Extract:
Revisiting the Performance & Scalability of Java Applications that use RDBMSes
A re-edition of my recent blog post
There is an abundant literature on Java performance (books, articles, blogs, websites, and so on); a Google search returns more than 5 millions hits. To name a few, the Effective Java programming language guide, Java Performance the definitive guide, Java performance tuning newsletter and its associated website.
This blog post revisits the known best practices for speeding up and scaling database operations for Java applications then discusses new mechanisms such as database proxies, and the Asynchronous Database Access (ADBA) proposal.
Speeding up RDBMS operations in Java apps
Optimizing database operations for Java applications includes: speeding up database connectivity, speeding up SQL statements processing, optimizing network traffic, and in-place processing.
Speeding up Database Connectivity
Connection establishment is the most expensive database operation; the obvious optimization that Java developers have been using for ages is connection pooling which avoid creating connections at runtime (unless you exhaust the pool capacity.
Client-side Connection Pools
Java connection pools such as the Apache Commons DBCP, C3P0, the Oracle Universal Connection Pool (UCP) and so on, are libraries to be used as part of your stand-alone Java applications or as part of the datasource of Java EE containers e.g.,Tomcat, Weblogic, WebSphere and others. Java EE containers embed their own connection pools but also allow 3rd party pools (e.g., using Using UCP with Tomcat, Using UCP with Weblogic).
Most Java applications use client-side or mid-tier connection pools to support small and medium workloads however, these pools are confined to the JRE/JDK instance (i.e., can’t be shared beyond their boundaries) and unpractical when deploying tens of thousands of mid-tiers or Web servers. Even with a very small pool size on each web tier, the RDBMS server is overwhelmed by thens of thousands of pre-allocated connections that are idle more than 90% of the time.

Task requirements:
Carry on the post about Java database performance from its last sentence.

Extracted records:
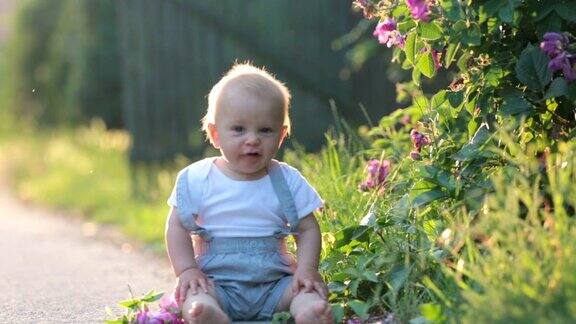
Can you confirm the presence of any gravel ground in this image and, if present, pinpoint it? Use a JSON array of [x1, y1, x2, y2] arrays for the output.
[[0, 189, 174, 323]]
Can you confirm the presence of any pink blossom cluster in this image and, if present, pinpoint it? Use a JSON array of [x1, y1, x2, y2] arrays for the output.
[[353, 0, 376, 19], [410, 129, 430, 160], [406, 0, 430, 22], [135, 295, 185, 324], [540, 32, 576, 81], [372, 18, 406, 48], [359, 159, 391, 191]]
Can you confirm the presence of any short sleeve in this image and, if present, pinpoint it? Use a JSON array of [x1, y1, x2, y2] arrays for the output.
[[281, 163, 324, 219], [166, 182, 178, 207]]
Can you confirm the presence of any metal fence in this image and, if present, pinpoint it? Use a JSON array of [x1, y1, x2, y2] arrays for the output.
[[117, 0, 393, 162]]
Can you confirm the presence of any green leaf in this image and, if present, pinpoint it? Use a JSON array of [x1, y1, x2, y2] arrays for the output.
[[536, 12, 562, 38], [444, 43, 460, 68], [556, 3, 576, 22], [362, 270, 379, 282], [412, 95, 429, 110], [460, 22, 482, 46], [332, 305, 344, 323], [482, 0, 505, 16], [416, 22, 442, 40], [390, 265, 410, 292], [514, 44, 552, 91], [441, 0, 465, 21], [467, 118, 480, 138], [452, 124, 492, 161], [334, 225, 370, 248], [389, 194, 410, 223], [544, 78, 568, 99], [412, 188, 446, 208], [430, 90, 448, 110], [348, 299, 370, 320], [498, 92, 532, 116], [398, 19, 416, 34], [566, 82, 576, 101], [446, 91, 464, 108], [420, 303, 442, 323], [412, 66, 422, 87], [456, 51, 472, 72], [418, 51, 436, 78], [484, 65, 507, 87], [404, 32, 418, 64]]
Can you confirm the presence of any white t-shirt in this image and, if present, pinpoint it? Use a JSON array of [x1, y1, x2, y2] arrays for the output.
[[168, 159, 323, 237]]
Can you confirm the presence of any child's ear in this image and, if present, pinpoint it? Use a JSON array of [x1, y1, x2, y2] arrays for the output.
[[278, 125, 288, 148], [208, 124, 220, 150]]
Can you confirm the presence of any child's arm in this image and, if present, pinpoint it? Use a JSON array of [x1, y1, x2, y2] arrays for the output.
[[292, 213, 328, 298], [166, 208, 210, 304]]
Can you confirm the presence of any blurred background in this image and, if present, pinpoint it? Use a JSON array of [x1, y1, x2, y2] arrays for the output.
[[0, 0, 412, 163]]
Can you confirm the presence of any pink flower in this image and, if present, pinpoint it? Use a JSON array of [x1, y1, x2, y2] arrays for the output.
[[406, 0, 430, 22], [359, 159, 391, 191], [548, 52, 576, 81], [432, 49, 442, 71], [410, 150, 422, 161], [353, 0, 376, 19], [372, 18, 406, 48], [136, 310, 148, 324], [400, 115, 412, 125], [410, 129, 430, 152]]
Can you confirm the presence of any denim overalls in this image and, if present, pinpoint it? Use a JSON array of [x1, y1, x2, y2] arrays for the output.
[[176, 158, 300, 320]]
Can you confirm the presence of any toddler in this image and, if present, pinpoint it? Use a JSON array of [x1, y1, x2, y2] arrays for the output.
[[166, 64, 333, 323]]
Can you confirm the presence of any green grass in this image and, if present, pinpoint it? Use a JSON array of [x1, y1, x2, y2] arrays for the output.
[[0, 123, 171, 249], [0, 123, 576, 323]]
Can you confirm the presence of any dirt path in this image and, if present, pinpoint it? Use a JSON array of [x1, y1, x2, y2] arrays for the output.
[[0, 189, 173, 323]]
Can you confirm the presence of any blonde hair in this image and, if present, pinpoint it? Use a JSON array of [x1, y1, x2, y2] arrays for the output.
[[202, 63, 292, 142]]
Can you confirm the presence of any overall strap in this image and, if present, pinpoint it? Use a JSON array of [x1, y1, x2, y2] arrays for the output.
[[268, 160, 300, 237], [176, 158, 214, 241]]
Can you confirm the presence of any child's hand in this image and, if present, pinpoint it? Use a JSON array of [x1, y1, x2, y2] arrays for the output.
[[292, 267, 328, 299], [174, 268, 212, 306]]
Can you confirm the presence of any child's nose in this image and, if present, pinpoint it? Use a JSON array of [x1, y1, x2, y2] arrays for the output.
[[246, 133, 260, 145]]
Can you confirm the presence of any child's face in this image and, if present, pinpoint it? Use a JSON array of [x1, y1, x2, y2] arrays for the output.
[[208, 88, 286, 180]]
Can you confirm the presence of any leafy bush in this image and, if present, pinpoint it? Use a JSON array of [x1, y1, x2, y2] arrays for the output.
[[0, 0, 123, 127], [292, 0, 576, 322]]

Result:
Proxy Connection Pools
Database proxies such as MySQL Router, the Oracle Database Connection Manager in Traffic Director Mode (CMAN-TDM), NGINX and others, are proxy servers that sit between the database clients (i.e., Java apps, Web tiers) and the RDBMS. These allow thousands of mid-tiers to share a common connection pool. See database proxy in the second part of this blog.
Misc. Connection Optimizations
Other connection optimization features include: deferring connection health check, and de-prioritization of failed nodes.
Deferring Connection Health Check
The ability of a connection pool to defer the health checking of connections for a defined period of time, fastens connection check-out (i.e., getConnection() returns faster).
De-prioritization of Failed Nodes
In a multi-instances clustered database environment such as Oracle RAC, this feature assigns a low priority to a failed instance for a defined period of time (iow, avoids attempts to get connections from the failed instance) thereby speeding up connection check-out.
Speeding up SQL Statements Processing
Processing a SQL statement requires several steps including: parsing (at least once), binding variables, executing, fetching resultSets (if a query), and COMMITting or ROLLBACKing the transaction (if a DML i.e., Insert, Update, or Delete).
JDBC furnishes several APIs/knobs for optimizing SQL statements processing including: Prepared Statements, Statements Caching, and ResultSets caching.
Disabling Default COMMIT
Auto-COMMITTING each DML is the default/implicit transaction mode in JDBC . Unless this mode corresponds to your desire, you should explicitly disable it on the connection object and demarcate your transactions (DML + Queries) with explicit COMMIT or ROLLBACK calls.
Ahead of its execution, a SQL statement must be parsed, if not already. Parsing (i.e., hard parsing) is the most expensive operation when processing a SQL statement. The best practice consists in using Prepared Statements which are parsed once then reused many times on subsequent invocations, after setting new values for the bind variables. A security byproduct of Prepared Statements is the prevention of SQL injection.
The JDBC driver may be directed to automatically cache SQL statements (PreparedStatements and CallableStatements) on smt.close(). On subsequent invocation of the same statements, the driver directs the RDBMS to use an existing statement (i.e., “use statement #2) without sending the statement string, thereby avoiding soft parsing (lexical analysis, syntactic parsing) and potentially a network roundtrip.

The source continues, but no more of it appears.